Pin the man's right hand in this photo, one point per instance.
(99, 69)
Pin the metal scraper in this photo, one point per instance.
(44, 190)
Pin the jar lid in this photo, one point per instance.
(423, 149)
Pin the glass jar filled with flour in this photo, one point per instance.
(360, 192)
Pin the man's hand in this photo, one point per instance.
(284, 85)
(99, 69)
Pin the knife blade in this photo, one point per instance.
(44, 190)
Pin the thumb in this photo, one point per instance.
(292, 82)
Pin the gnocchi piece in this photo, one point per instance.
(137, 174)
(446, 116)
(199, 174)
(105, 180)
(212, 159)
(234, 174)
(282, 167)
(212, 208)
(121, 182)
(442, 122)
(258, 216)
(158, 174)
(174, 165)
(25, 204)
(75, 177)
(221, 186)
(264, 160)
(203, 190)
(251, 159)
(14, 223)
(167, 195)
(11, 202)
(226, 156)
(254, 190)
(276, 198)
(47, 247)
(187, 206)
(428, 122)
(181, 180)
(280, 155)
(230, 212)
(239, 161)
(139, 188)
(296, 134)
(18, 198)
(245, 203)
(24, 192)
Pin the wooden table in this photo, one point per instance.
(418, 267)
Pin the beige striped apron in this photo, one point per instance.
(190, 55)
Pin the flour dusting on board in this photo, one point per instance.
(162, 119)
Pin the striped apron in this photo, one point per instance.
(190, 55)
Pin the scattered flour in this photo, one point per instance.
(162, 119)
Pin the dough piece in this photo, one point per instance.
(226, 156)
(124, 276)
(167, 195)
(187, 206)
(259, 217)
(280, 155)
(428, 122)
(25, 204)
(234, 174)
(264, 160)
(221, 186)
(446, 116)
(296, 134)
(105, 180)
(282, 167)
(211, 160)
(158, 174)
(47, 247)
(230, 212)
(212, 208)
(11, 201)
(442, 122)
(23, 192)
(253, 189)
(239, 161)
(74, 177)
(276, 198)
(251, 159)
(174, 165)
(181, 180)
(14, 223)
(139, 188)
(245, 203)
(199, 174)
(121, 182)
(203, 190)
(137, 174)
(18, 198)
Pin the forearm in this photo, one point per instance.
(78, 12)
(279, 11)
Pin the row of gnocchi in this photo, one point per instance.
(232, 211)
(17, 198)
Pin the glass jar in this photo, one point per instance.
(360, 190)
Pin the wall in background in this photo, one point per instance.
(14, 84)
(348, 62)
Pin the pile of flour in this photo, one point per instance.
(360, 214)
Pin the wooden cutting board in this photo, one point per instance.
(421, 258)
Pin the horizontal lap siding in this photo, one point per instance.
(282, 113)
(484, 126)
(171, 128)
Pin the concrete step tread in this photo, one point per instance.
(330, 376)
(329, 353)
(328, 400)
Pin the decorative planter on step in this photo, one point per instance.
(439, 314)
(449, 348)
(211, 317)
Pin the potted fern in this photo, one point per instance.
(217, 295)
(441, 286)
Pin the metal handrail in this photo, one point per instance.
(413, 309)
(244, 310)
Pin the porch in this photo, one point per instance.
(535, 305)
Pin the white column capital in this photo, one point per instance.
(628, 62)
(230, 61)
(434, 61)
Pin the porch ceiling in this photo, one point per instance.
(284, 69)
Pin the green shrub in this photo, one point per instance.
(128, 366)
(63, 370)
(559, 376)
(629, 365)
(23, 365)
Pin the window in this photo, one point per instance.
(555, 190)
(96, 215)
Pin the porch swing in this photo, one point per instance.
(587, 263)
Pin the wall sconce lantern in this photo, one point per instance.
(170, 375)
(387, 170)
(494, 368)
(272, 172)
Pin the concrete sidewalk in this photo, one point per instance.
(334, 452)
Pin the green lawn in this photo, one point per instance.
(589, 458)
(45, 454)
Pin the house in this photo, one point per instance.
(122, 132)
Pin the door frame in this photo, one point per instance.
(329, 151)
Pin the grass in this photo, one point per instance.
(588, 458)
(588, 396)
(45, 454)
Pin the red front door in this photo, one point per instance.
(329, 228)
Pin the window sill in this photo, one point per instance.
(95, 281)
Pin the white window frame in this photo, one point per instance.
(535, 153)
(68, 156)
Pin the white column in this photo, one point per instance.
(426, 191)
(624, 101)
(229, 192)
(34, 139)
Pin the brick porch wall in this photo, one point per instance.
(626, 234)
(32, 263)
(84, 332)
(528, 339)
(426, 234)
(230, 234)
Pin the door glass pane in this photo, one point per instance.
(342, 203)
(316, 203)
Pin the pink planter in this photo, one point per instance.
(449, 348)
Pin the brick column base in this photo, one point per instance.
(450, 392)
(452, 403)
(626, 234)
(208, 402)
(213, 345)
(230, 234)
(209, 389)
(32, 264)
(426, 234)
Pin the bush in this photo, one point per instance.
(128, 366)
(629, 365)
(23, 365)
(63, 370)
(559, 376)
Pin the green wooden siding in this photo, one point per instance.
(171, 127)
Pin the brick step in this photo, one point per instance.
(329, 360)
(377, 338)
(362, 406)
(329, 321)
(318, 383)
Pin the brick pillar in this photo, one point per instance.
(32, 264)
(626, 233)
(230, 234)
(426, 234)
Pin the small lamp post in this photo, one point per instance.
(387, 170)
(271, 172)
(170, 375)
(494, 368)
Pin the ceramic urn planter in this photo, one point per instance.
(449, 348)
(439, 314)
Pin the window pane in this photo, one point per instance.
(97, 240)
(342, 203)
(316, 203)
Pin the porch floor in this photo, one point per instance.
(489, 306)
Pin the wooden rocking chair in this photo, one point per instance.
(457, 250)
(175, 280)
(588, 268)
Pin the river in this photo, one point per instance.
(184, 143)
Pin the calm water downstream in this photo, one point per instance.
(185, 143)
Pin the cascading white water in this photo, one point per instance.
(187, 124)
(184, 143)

About this task: Give the records back in full, word for word.

Answer for this exercise:
Pin the man's right hand in this photo, one point per instance.
(99, 69)
Pin the metal scraper in this photo, one point per instance.
(44, 190)
Pin the jar lid in this photo, one point per instance.
(423, 149)
Pin the glass jar filled with flour in this photo, one point per instance.
(360, 192)
Pin the man's hand in this photo, one point per instance.
(284, 85)
(99, 69)
Pin the knife blade in this photo, one point per instance.
(44, 190)
Pin the thumb in this photo, one point per instance.
(292, 82)
Pin the gnocchi piece in this photo, one point per instance.
(137, 174)
(446, 116)
(199, 174)
(105, 180)
(212, 159)
(234, 174)
(282, 167)
(212, 208)
(121, 182)
(442, 122)
(258, 216)
(158, 174)
(174, 165)
(25, 204)
(75, 177)
(221, 186)
(264, 160)
(203, 190)
(251, 159)
(14, 223)
(167, 195)
(11, 202)
(226, 156)
(254, 190)
(276, 198)
(47, 247)
(187, 206)
(428, 122)
(181, 180)
(280, 155)
(230, 212)
(239, 161)
(139, 188)
(296, 134)
(18, 198)
(245, 203)
(24, 192)
Pin the wooden table in this photo, one point per instance.
(418, 267)
Pin the beige striped apron in this photo, one point per instance.
(190, 55)
Pin the flour dusting on board in this photo, one point per instance.
(162, 119)
Pin the striped apron in this photo, one point per instance.
(190, 55)
Pin the scattered flour in this photo, one point per instance.
(162, 119)
Pin the dough piece in this photo, one point per instance.
(226, 156)
(124, 276)
(167, 195)
(187, 206)
(259, 217)
(280, 155)
(428, 122)
(25, 204)
(234, 174)
(264, 160)
(221, 186)
(446, 116)
(296, 134)
(105, 180)
(282, 167)
(211, 160)
(158, 174)
(47, 247)
(230, 212)
(212, 208)
(11, 201)
(442, 122)
(23, 192)
(253, 189)
(239, 161)
(74, 177)
(276, 198)
(251, 159)
(174, 165)
(181, 180)
(14, 223)
(139, 188)
(245, 203)
(199, 174)
(121, 182)
(203, 190)
(137, 174)
(18, 198)
Pin the forearm in this photo, one point per instance.
(78, 12)
(279, 11)
Pin the row of gnocchi in this photo, one point per instance.
(232, 211)
(17, 198)
Pin the glass jar in this photo, one point per instance.
(360, 190)
Pin the wall in background in this photo, one point per instance.
(14, 84)
(348, 62)
Pin the pile of flour in this photo, one point per instance.
(360, 214)
Pin the wooden cutting board in this photo, one point per instance.
(421, 258)
Pin the horizontal lap siding in this photo, one point per instance.
(282, 113)
(484, 126)
(171, 128)
Pin the concrete step tread in this photo, one point per instance.
(330, 376)
(329, 353)
(328, 400)
Pin the decorative planter on step in this photo, one point per instance.
(439, 314)
(449, 348)
(211, 317)
Pin the potted fern in this photo, one point per instance.
(217, 295)
(441, 286)
Pin the metal handrail in this photo, one point per instance.
(413, 309)
(244, 310)
Pin the porch in this photo, one point per instance.
(535, 305)
Pin the white column capital in this photo, one point per instance.
(628, 62)
(230, 61)
(434, 61)
Pin the porch ceiling in this photo, one point per instance.
(284, 69)
Pin the green shrub in this photo, one point per instance.
(128, 366)
(63, 370)
(559, 376)
(629, 365)
(23, 365)
Pin the window in this photo, one point per instance.
(555, 190)
(96, 215)
Pin the porch swing in this photo, one point per instance.
(587, 263)
Pin the wall sconce lantern in this photo, one point per instance.
(170, 375)
(387, 170)
(494, 368)
(272, 172)
Pin the concrete sidewalk in this photo, one point per instance.
(334, 452)
Pin the green lawn in this photo, one point per instance.
(589, 458)
(45, 454)
Pin the house in this photo, one point per instance.
(122, 132)
Pin the door frame in this photo, one point per instance.
(329, 151)
Pin the grass in this photo, one point per instance.
(588, 458)
(588, 396)
(45, 454)
Pin the red front door in this photo, one point per instance.
(329, 228)
Pin the window sill in this photo, one point per instance.
(95, 281)
Pin the white window frame in this photo, one point per instance.
(535, 153)
(68, 156)
Pin the white column in this photo, one point per instance.
(426, 191)
(624, 101)
(229, 192)
(34, 139)
Pin the brick porch wall in this photo, one point per instance.
(626, 234)
(32, 263)
(84, 332)
(528, 339)
(426, 234)
(230, 234)
Pin the door glass pane in this photo, one point per instance.
(342, 203)
(316, 203)
Pin the pink planter in this photo, one point per instance.
(449, 348)
Pin the brick column base in this photo, one point per instance.
(450, 392)
(452, 403)
(626, 234)
(208, 402)
(213, 345)
(230, 234)
(209, 389)
(32, 264)
(426, 234)
Pin the bush in this photo, one point per instance.
(128, 366)
(629, 365)
(23, 365)
(63, 370)
(559, 376)
Pin the green wooden siding in this photo, one point per instance.
(171, 127)
Pin the brick step in this photo, one point per instance.
(329, 360)
(377, 338)
(362, 406)
(329, 321)
(318, 383)
Pin the brick pillar in this photo, one point per instance.
(32, 264)
(626, 233)
(230, 234)
(426, 234)
Pin the small lamp post in this photo, one point per instance.
(387, 170)
(271, 172)
(170, 375)
(494, 368)
Pin the ceramic urn planter in this photo, one point per instance.
(449, 348)
(439, 314)
Pin the window pane in this photo, one point per instance.
(97, 240)
(342, 203)
(316, 203)
Pin the porch floor in this photo, one point per instance.
(489, 306)
Pin the wooden rocking chair in this photo, one point per instance.
(457, 250)
(175, 280)
(588, 268)
Pin the river in this photo, one point per instance.
(184, 143)
Pin the calm water downstream in this photo, one point per instance.
(185, 143)
Pin the cascading white water in this photo, one point per instance.
(187, 124)
(184, 143)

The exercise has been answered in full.